Problem description: Present the data below as a Markdown table with the columns "Row" and "Line", giving each nonblank line its own numbered row. Leave out the pictures.

The input:
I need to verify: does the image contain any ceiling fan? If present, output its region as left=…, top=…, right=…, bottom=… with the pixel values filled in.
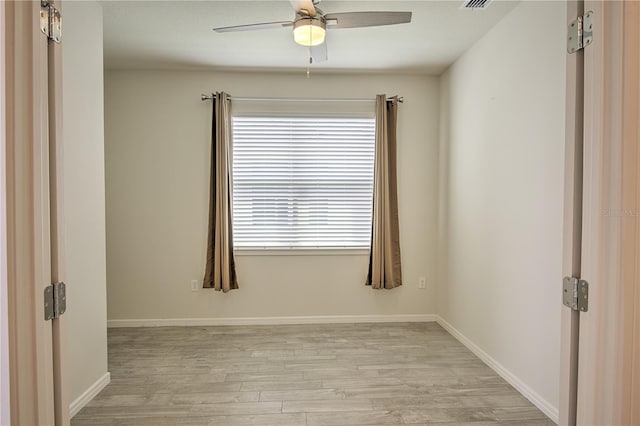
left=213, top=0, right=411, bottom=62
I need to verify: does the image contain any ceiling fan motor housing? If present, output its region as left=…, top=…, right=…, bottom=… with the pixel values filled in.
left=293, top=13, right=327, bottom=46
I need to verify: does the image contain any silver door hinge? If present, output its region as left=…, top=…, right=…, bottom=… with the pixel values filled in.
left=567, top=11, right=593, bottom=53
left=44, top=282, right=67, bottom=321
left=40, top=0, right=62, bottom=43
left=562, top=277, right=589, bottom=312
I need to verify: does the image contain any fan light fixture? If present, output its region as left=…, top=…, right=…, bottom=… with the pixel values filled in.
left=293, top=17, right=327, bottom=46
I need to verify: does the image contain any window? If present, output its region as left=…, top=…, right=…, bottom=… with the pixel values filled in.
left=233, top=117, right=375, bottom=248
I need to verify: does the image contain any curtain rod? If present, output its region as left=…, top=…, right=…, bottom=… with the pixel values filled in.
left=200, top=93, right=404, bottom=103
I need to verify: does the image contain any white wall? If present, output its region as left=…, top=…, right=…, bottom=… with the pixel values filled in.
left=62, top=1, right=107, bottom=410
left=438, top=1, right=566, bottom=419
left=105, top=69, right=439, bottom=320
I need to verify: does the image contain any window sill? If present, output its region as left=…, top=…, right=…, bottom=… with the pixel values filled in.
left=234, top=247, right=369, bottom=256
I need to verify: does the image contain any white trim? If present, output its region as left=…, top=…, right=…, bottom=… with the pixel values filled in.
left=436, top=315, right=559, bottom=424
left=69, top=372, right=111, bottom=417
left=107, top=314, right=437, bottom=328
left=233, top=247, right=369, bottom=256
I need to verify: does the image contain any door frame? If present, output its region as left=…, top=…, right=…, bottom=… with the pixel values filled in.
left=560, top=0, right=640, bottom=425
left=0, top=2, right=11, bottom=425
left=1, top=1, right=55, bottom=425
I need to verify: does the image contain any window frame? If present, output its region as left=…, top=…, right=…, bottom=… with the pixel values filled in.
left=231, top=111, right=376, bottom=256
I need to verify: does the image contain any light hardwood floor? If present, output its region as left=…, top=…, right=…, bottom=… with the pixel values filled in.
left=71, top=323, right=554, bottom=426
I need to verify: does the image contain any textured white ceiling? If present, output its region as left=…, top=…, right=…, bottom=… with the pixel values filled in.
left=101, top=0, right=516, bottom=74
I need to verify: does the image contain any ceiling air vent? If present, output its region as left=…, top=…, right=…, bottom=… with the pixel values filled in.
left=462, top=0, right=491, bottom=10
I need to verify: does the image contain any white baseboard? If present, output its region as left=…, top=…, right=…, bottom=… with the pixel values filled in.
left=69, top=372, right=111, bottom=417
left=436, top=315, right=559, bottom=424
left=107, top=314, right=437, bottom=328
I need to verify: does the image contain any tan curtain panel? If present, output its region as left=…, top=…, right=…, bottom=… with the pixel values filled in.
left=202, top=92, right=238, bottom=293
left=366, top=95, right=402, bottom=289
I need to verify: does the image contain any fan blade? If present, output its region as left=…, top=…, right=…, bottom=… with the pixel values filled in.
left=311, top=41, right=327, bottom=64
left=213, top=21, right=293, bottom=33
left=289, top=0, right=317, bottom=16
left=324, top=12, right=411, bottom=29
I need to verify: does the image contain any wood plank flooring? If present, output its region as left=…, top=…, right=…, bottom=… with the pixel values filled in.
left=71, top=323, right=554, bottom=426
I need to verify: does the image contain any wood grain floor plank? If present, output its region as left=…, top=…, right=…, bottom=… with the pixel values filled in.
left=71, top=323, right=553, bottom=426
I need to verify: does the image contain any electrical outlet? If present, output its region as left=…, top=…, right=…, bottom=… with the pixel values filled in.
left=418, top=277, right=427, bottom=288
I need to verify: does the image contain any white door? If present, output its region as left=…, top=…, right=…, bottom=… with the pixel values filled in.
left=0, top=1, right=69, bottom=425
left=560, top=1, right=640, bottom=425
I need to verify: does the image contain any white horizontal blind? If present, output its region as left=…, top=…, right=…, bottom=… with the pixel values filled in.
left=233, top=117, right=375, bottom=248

Task output:
| Row | Line |
|---|---|
| 1 | I need to verify: does the image contain any ceiling fan? If present, output its region as left=…, top=…, right=…, bottom=… with the pixel values filled in. |
| 2 | left=213, top=0, right=411, bottom=62 |
| 3 | I need to verify: does the image contain any ceiling fan motor housing? If present, output its region as left=…, top=…, right=…, bottom=… with the pixel values filled in. |
| 4 | left=293, top=13, right=327, bottom=46 |
| 5 | I need to verify: does the image contain any silver door hinge? If present, output its region as left=…, top=…, right=…, bottom=… with the pixel values filled in. |
| 6 | left=567, top=11, right=593, bottom=53 |
| 7 | left=44, top=282, right=67, bottom=321 |
| 8 | left=40, top=0, right=62, bottom=43 |
| 9 | left=562, top=277, right=589, bottom=312 |
| 10 | I need to verify: does the image contain any fan light fixture? If present, output its region as left=…, top=…, right=…, bottom=… with the pixel values filled in. |
| 11 | left=293, top=17, right=327, bottom=46 |
| 12 | I need to verify: does the image contain any window? If present, output its region as left=…, top=…, right=…, bottom=… with the pixel values filled in. |
| 13 | left=233, top=117, right=375, bottom=248 |
| 14 | I need to verify: does the image contain any curtain rod? If present, output its region as left=…, top=…, right=…, bottom=… with the pixel values filled in. |
| 15 | left=200, top=93, right=404, bottom=103 |
| 16 | I need to verify: does the image contain any white wall? If present, output its region as left=…, top=…, right=…, bottom=… with the pixel values filled in. |
| 17 | left=62, top=1, right=107, bottom=410 |
| 18 | left=438, top=1, right=566, bottom=419 |
| 19 | left=105, top=69, right=439, bottom=320 |
| 20 | I need to verify: does the image contain any window sill? If present, output its region as left=…, top=…, right=…, bottom=… with the pixel values filled in. |
| 21 | left=234, top=247, right=369, bottom=256 |
| 22 | I need to verify: does the image contain any white trim? If present, output its region as left=…, top=…, right=…, bottom=… with the pixel values filled in. |
| 23 | left=436, top=315, right=559, bottom=424 |
| 24 | left=69, top=372, right=111, bottom=417 |
| 25 | left=107, top=314, right=437, bottom=328 |
| 26 | left=233, top=247, right=369, bottom=256 |
| 27 | I need to verify: does the image contain any door frame? If present, output its region as left=…, top=…, right=…, bottom=… with the pixel values filled in. |
| 28 | left=560, top=0, right=640, bottom=425 |
| 29 | left=0, top=2, right=11, bottom=425 |
| 30 | left=1, top=1, right=55, bottom=425 |
| 31 | I need to verify: does the image contain any window frame? If present, output its region as left=…, top=…, right=…, bottom=… with the pixel values filled in. |
| 32 | left=231, top=111, right=376, bottom=256 |
| 33 | I need to verify: does the image contain any light hardwood floor? If present, output its region as left=…, top=…, right=…, bottom=… with the pixel values filled in. |
| 34 | left=71, top=323, right=554, bottom=426 |
| 35 | I need to verify: does the image contain any textured white ceiling? If present, output its region as left=…, top=…, right=…, bottom=… with the pixel values filled in. |
| 36 | left=101, top=0, right=516, bottom=74 |
| 37 | I need to verify: does the image contain any ceiling air vent? If present, output its region as left=…, top=…, right=…, bottom=… with the pixel values filled in. |
| 38 | left=462, top=0, right=491, bottom=10 |
| 39 | I need to verify: does the image contain any white baseboard? If present, output its region as left=…, top=…, right=…, bottom=… with the pixel values filled in. |
| 40 | left=69, top=372, right=111, bottom=417 |
| 41 | left=436, top=315, right=559, bottom=424 |
| 42 | left=107, top=314, right=437, bottom=328 |
| 43 | I need to verify: does the image contain any tan curtain panel? If present, output its region as left=…, top=…, right=…, bottom=… with the pixel values filled in. |
| 44 | left=202, top=92, right=238, bottom=293 |
| 45 | left=366, top=95, right=402, bottom=289 |
| 46 | I need to verify: does the image contain any fan blade? If present, output its region as left=…, top=…, right=…, bottom=… with the pixel values filled in. |
| 47 | left=311, top=41, right=327, bottom=64 |
| 48 | left=213, top=21, right=293, bottom=33 |
| 49 | left=289, top=0, right=317, bottom=16 |
| 50 | left=324, top=12, right=411, bottom=29 |
| 51 | I need to verify: does the image contain any wood plank flooring? If present, output its region as left=…, top=…, right=…, bottom=… with the pixel values filled in. |
| 52 | left=71, top=323, right=554, bottom=426 |
| 53 | I need to verify: does the image contain any wood grain floor plank? If present, output its region as left=…, top=…, right=…, bottom=… with the pixel values filled in. |
| 54 | left=71, top=323, right=553, bottom=426 |
| 55 | I need to verify: does the image contain any electrical outlet? If present, output its region as left=…, top=…, right=…, bottom=… with the pixel values filled in. |
| 56 | left=418, top=277, right=427, bottom=288 |
| 57 | I need to verify: does the image contain any white door? If present, output its region as left=…, top=…, right=…, bottom=… with the pixel values filled in. |
| 58 | left=0, top=1, right=69, bottom=425 |
| 59 | left=560, top=1, right=640, bottom=425 |
| 60 | I need to verify: does the image contain any white horizontal blind? If present, output its region as left=…, top=…, right=…, bottom=… with the pixel values filled in. |
| 61 | left=233, top=117, right=375, bottom=248 |